> [SET OF TASKS]
**a)** In the forum thread about the metadata label, which color is assigned to a label name that does not match any of the five names assigned to a color?
**b)** Reproduce the passage of the forum thread starting at "## Jim Wilde" and ending at "couldn't find it.".

# Metadata "Label"



## yorkiemom (Jun 2, 2012)

I've looked everywhere and googled but can't find an answer to my question. The "label" area in the metadata...where does this show up if you put words in that section? I always use the Title and caption area but was wondering what the label spot is for.


----------



## Jim Wilde (Jun 2, 2012)

If you use a colour label, that's where the information is stored in the metadata.


----------



## yorkiemom (Jun 2, 2012)

Thank you so much! I was wondering what that was for and just couldn't find it.


----------



## clee01l (Jun 3, 2012)

If you navigate to the menu {Metadata}{Color Label Set} you will see a list of currently installed presets. The Lightroom Default set assigns the "label names", Red to the red color, "Green" to the green etc. you can create your own Color Label Set and assign other words or phrases to the different color tags that are represented on the Toolbar and in the Attribute filter on the filter bar.  Any Label name that does not match up with one of the 5 assigned to a color is assigned the "Custom" color.

> [DATA RECORDS]
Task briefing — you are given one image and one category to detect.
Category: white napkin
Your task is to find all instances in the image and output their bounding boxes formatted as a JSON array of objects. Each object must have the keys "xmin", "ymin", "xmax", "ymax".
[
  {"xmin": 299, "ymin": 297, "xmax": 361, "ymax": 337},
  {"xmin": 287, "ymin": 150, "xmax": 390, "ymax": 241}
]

> [EXPECTED OUTPUTS]
**a)** It is assigned the "Custom" color.

**b)**
## Jim Wilde (Jun 2, 2012)

If you use a colour label, that's where the information is stored in the metadata.


----------



## yorkiemom (Jun 2, 2012)

Thank you so much! I was wondering what that was for and just couldn't find it.